▶ Task brief
Please retype the records below exactly, leaving out any pictures.

Segmentation data:
▬▬▬▬▬▬▬▬▬▬

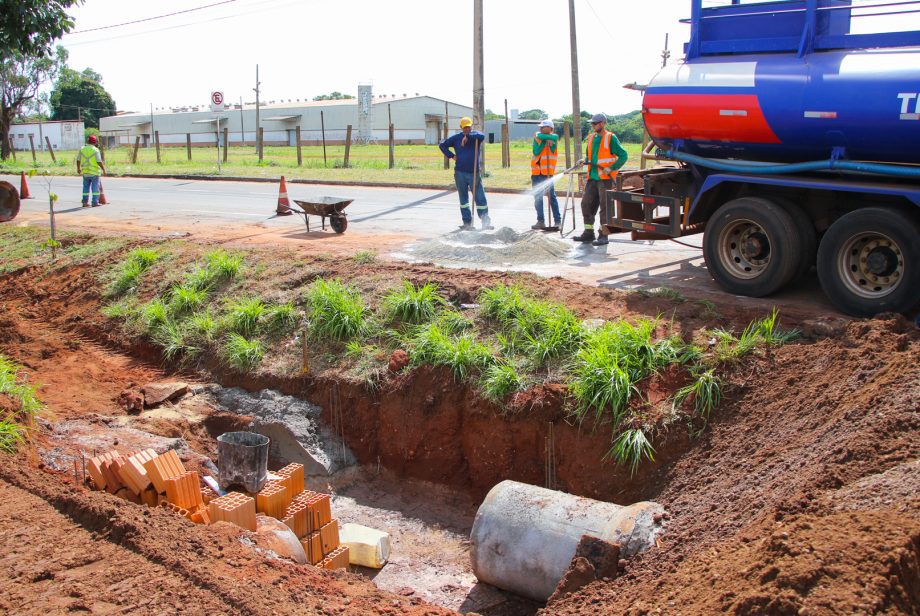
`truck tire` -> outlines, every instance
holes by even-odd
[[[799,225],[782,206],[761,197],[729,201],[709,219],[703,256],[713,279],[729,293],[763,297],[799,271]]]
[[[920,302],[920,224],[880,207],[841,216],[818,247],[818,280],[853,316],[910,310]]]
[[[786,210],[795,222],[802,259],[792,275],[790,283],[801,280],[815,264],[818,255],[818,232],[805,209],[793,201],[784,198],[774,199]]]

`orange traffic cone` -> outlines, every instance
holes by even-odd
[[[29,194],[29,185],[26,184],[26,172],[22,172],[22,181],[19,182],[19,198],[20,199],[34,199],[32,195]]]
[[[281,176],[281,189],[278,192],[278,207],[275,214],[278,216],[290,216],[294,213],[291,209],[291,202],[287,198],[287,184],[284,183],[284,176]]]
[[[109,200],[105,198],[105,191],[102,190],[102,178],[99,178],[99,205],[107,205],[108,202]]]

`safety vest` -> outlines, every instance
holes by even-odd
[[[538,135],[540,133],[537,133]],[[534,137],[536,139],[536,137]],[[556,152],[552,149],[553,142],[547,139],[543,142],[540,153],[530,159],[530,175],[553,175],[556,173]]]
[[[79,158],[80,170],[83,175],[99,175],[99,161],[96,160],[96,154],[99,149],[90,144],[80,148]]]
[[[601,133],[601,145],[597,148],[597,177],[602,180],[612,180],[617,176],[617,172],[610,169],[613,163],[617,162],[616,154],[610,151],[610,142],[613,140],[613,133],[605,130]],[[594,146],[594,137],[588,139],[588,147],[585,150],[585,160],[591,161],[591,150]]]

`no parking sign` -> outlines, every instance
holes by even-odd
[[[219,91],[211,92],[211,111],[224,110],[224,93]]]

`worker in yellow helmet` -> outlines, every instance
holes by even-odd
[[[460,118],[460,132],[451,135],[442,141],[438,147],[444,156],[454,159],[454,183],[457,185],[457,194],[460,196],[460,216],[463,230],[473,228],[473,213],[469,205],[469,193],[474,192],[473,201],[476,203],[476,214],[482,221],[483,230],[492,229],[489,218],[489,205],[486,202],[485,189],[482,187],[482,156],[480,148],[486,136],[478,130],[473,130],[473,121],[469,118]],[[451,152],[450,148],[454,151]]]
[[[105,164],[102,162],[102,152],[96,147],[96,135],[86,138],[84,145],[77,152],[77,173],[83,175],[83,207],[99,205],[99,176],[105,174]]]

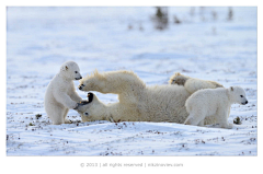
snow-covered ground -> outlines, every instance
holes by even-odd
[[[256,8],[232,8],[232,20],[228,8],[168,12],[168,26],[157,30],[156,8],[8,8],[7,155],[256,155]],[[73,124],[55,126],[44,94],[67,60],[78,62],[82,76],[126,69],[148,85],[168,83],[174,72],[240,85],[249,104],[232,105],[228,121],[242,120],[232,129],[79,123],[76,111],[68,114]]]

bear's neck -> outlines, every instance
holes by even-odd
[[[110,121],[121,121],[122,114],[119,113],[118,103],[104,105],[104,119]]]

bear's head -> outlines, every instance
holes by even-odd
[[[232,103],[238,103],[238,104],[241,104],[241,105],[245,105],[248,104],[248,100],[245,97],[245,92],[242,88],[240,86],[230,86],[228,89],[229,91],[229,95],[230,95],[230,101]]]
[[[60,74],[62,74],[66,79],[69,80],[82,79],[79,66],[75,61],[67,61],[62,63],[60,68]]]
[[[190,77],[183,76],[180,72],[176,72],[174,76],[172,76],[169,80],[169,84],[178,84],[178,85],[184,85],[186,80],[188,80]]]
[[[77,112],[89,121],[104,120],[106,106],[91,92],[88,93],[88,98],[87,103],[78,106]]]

▬▬▬▬▬▬▬▬▬▬

▶ Answer to this task
`truck tire` -> outlines, every instance
holes by even-odd
[[[799,225],[782,206],[761,197],[729,201],[709,219],[703,256],[713,279],[729,293],[763,297],[799,271]]]
[[[920,302],[920,224],[880,207],[841,216],[818,247],[818,280],[853,316],[910,310]]]
[[[786,210],[795,222],[802,259],[792,275],[790,283],[801,280],[815,264],[818,255],[818,232],[805,209],[793,201],[784,198],[774,199]]]

`orange traffic cone` -> outlines, every instance
holes by even-odd
[[[29,194],[29,185],[26,184],[26,172],[22,172],[22,181],[19,182],[19,198],[20,199],[34,199],[32,195]]]
[[[281,176],[281,189],[278,192],[278,207],[275,214],[278,216],[290,216],[294,213],[291,209],[291,202],[287,198],[287,184],[284,183],[284,176]]]
[[[109,200],[105,198],[105,191],[102,190],[102,178],[99,178],[99,205],[107,205],[108,202]]]

`safety vest` -> outlines, every instance
holes by even-odd
[[[538,135],[540,133],[537,133]],[[534,137],[536,139],[536,137]],[[556,152],[552,149],[553,142],[547,139],[543,142],[540,153],[530,159],[530,175],[553,175],[556,173]]]
[[[79,158],[80,170],[83,175],[99,175],[99,161],[96,160],[96,154],[99,149],[90,144],[80,148]]]
[[[601,133],[601,145],[597,148],[597,177],[602,180],[612,180],[617,176],[617,172],[610,169],[613,163],[617,162],[616,154],[610,151],[610,142],[613,140],[613,133],[605,130]],[[594,146],[594,137],[588,139],[588,147],[585,150],[585,160],[591,161],[591,150]]]

`no parking sign` -> outlines, every instance
holes by even-odd
[[[219,91],[211,92],[211,111],[224,110],[224,93]]]

`worker in yellow helmet` -> outlines, every instance
holes by even-odd
[[[460,118],[460,132],[451,135],[442,141],[438,147],[444,156],[454,159],[454,183],[457,185],[457,194],[460,196],[460,216],[463,230],[473,228],[473,213],[469,205],[469,193],[474,192],[473,201],[476,203],[476,214],[482,221],[483,230],[492,229],[489,218],[489,205],[486,202],[485,189],[482,187],[482,156],[480,148],[486,136],[478,130],[473,130],[473,121],[469,118]],[[451,152],[450,148],[454,151]]]
[[[105,164],[102,162],[102,152],[96,147],[96,135],[86,138],[84,145],[77,152],[77,173],[83,175],[83,207],[99,205],[99,176],[105,174]]]

snow-covered ground -> outlines, every instance
holes by even-odd
[[[256,8],[232,8],[232,20],[228,8],[168,12],[168,26],[157,30],[156,8],[8,8],[7,155],[256,155]],[[73,124],[55,126],[44,94],[67,60],[78,62],[82,76],[126,69],[148,85],[168,83],[174,72],[240,85],[249,104],[232,105],[228,121],[242,120],[232,129],[79,123],[76,111],[68,114]]]

bear's neck -> outlines, every instance
holes by even-odd
[[[110,121],[121,121],[122,114],[119,113],[118,103],[104,105],[104,119]]]

bear's head -> outlines, every instance
holes by even-odd
[[[232,103],[238,103],[238,104],[241,104],[241,105],[245,105],[248,104],[248,100],[245,97],[245,92],[242,88],[240,86],[230,86],[228,89],[229,91],[229,95],[230,95],[230,101]]]
[[[60,74],[62,74],[66,79],[69,80],[82,79],[79,66],[75,61],[67,61],[62,63],[60,68]]]
[[[190,77],[183,76],[180,72],[176,72],[174,76],[172,76],[169,80],[169,84],[178,84],[178,85],[184,85],[186,80],[188,80]]]
[[[77,112],[89,121],[104,120],[106,106],[91,92],[88,93],[88,98],[87,103],[78,106]]]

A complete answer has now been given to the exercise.